■ The problem: Quote the whole listing verbatim.

■ Provided records:
* * *

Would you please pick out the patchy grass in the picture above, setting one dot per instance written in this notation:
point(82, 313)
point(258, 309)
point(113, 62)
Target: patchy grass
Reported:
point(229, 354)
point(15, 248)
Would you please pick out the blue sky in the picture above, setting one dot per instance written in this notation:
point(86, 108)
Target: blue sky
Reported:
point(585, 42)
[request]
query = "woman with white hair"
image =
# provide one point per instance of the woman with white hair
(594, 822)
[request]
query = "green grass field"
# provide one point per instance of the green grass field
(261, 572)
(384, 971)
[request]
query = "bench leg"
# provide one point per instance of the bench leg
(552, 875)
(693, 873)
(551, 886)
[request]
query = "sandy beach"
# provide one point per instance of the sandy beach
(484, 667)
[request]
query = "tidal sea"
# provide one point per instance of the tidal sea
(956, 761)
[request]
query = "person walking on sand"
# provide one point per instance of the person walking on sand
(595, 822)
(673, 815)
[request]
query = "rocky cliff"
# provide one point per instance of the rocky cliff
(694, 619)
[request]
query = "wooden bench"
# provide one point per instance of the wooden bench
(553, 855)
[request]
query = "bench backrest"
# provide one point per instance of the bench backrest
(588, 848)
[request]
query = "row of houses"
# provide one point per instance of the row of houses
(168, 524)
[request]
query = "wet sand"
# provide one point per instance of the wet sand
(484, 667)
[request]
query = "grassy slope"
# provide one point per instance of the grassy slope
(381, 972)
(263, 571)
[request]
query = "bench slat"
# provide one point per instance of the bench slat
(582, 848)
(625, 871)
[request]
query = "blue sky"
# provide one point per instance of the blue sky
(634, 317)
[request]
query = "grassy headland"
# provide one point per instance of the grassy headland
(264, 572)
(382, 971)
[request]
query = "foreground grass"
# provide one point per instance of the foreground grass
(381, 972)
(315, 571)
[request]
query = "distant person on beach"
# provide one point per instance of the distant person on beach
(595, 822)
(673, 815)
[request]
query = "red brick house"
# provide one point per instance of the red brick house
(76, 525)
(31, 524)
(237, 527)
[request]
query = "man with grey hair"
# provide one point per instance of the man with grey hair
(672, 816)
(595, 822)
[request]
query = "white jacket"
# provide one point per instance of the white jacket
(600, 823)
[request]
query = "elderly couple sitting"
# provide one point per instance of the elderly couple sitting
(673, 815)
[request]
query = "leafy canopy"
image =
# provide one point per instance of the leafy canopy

* * *

■ Output for this task:
Would you please pick out the patchy grass in the picture above, setting one dot per instance written in this notation:
point(82, 313)
point(258, 309)
point(113, 62)
Target: patchy grass
Reported:
point(229, 354)
point(15, 248)
Would you please pick out the blue sky in the picture above, setting one dot per instance written in this notation:
point(86, 108)
Target: blue sky
Reported:
point(585, 42)
[request]
query = "woman with white hair"
image =
# provide one point per instance of the woman with white hair
(594, 822)
[request]
query = "green grass field"
# provide one point per instance of the green grass field
(261, 572)
(384, 971)
[request]
query = "bench leg"
# provide one point per instance of the bench leg
(552, 875)
(693, 873)
(551, 886)
[request]
query = "sandy beach"
# provide one point per instance of the sandy beach
(484, 667)
[request]
query = "tidal sea"
# provide one point per instance of the tidal sea
(956, 761)
[request]
query = "person walking on sand"
# provide one point per instance of the person walking on sand
(595, 822)
(673, 815)
[request]
query = "rocky cliff"
# provide one point per instance of the rocky cliff
(694, 619)
[request]
query = "wooden bench"
# provide one point per instance of the wooden bench
(553, 855)
[request]
query = "bench backrest"
# provide one point per instance of the bench backrest
(588, 848)
[request]
query = "row of houses"
# provide one point per instance of the row of houses
(168, 524)
[request]
query = "wet sand"
# provide one point per instance of the wet sand
(484, 667)
[request]
query = "grassy slope"
# provide one point per instance of the grassy slope
(381, 972)
(263, 571)
[request]
query = "bench slat"
# provide one point per instance of the bench slat
(582, 848)
(625, 871)
[request]
query = "blue sky"
# provide one point per instance of the blue sky
(634, 317)
[request]
query = "grassy headland"
# provide one point per instance of the grassy headland
(264, 572)
(382, 971)
[request]
query = "foreground grass"
# provide one point per instance of the foreground grass
(381, 972)
(315, 571)
[request]
query = "distant person on beach"
# provide one point per instance of the distant person on beach
(595, 822)
(673, 815)
[request]
query = "red brick house"
# provide one point per instance of the red brick house
(76, 525)
(31, 524)
(237, 527)
[request]
query = "man with grey hair"
# provide one point per instance of the man with grey hair
(672, 816)
(595, 822)
[request]
query = "white jacket"
# provide one point per instance of the white jacket
(600, 823)
[request]
query = "elderly couple sitting"
# provide one point per instance of the elderly couple sitting
(673, 815)
[request]
query = "leafy canopy"
image =
# provide one point per instance of the leafy canopy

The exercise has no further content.